-- SELECTED EXTRACT --
------------------------------

Disruption to catalogue & other services from 2 to 3 July 2022. Read the full news item.
Students investigate the food crimes and examine the moral issues around hunger and stealing food.
Task no. 1
The Trouble With Food
At first, everyone received their food rations weekly. Convicts received theirs on Saturdays and marines got their supplies on Mondays. Some people ate all the food rations in a few days, leaving them hungry for rest of the week. Convicts stealing food from other convicts was a genuine problem. Those who wanted to keep their food rations for the whole week couldn’t find anywhere secure to store them! There was also theft from food storehouses and bakehouses (and not just by convicts). Even marines/soldiers were stealing food and being punished.
Read Judge David Collins’ recording of an event in 1792.
At Parramatta the public bakehouse was broken into, and robbed of a large quantity of flour and biscuit. The robber had made his way down the chimney of the house, and, though a man and a woman slept in the place, carried off his booty undiscovered.
Not only were the bakehouses and storehouses broken onto, they had special guests.

------------------------------

-- DATA SHOWN --
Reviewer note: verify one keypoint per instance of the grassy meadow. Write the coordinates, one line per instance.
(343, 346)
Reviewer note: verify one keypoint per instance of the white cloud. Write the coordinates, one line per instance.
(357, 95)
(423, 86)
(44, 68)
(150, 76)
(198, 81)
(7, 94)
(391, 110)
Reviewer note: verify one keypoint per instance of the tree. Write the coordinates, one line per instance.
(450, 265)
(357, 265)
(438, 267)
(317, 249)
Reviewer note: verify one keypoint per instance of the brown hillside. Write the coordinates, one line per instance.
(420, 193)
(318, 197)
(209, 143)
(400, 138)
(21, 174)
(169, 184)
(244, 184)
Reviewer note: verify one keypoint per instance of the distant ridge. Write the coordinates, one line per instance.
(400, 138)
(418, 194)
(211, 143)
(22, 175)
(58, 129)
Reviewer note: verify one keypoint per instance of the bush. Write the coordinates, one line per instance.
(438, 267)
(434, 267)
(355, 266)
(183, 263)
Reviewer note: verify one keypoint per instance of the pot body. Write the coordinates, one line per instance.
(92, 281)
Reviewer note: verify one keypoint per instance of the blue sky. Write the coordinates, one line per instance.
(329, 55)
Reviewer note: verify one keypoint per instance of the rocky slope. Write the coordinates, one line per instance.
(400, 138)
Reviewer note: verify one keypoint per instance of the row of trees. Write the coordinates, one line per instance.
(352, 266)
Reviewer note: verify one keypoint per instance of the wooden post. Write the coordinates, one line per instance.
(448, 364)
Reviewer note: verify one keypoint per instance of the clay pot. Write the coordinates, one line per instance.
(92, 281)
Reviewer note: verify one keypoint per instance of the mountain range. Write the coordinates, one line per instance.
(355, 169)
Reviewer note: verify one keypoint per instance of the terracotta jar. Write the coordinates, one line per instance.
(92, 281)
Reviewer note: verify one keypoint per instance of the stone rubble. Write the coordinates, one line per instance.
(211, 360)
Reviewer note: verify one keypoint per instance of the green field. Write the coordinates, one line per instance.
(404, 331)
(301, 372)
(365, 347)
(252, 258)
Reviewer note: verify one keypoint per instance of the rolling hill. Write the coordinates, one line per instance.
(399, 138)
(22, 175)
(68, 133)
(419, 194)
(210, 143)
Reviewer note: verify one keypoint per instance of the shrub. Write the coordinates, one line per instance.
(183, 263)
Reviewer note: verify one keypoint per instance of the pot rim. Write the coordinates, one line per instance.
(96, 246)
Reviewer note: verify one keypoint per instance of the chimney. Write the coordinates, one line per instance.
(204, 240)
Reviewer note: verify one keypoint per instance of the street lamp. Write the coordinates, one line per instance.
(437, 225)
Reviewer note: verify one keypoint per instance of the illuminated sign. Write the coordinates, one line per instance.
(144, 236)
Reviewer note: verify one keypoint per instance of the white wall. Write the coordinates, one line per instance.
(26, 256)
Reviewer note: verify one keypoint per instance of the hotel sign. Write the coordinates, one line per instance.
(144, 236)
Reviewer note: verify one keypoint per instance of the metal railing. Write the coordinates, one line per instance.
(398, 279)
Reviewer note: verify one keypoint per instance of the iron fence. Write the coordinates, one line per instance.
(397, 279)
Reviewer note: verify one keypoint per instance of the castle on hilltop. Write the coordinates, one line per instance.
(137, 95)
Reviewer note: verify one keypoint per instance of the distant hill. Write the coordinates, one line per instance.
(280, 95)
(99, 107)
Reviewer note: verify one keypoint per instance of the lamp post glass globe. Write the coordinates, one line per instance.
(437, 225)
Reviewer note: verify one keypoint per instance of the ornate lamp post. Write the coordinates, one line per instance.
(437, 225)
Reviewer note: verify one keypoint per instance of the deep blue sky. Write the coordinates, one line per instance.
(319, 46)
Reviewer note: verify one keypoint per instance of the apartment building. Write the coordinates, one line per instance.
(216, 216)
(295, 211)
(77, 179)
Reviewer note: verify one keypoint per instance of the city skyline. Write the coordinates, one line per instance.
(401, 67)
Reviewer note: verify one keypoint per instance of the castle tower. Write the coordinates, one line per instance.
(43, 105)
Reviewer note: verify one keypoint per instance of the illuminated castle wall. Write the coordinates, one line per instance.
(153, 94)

------------------------------

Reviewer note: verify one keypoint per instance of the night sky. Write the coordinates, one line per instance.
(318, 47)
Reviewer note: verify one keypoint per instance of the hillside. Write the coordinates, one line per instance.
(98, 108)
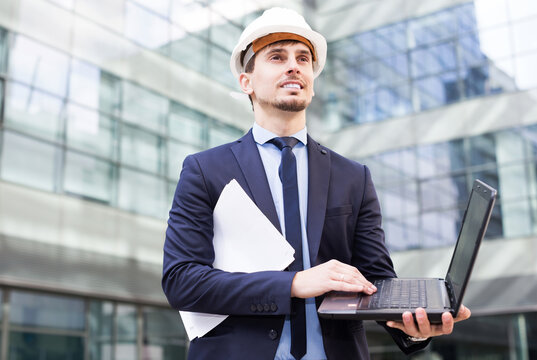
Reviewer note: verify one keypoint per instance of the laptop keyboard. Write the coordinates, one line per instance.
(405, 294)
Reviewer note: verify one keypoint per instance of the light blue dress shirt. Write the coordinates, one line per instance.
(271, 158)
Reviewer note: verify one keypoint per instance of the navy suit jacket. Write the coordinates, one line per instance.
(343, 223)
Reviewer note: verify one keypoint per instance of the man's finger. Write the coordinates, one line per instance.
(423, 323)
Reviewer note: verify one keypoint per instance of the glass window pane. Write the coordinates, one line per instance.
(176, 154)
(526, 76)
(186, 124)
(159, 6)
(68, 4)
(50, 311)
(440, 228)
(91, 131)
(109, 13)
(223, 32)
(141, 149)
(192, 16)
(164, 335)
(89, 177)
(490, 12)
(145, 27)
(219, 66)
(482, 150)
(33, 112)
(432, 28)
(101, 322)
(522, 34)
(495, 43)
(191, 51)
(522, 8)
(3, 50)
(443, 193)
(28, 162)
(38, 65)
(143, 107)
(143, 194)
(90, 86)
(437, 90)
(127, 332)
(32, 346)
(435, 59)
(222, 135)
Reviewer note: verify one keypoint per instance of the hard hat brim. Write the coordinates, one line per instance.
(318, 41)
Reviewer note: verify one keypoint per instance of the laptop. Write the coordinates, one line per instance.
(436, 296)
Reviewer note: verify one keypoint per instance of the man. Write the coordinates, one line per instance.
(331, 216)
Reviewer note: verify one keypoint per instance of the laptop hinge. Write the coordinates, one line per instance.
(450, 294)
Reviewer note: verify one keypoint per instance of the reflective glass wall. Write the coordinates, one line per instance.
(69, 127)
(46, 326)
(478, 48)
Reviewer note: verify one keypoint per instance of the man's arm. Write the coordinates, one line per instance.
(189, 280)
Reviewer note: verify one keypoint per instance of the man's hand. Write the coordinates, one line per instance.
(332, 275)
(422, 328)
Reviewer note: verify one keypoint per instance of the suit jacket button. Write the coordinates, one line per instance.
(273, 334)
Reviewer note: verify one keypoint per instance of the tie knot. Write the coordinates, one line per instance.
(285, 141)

------------------------------

-- TASK PROMPT --
According to the text on food crimes, on which day of the week did convicts receive their food rations? The records were drawn from a separate source, not from the text.

-- TASK RESULT --
Saturdays.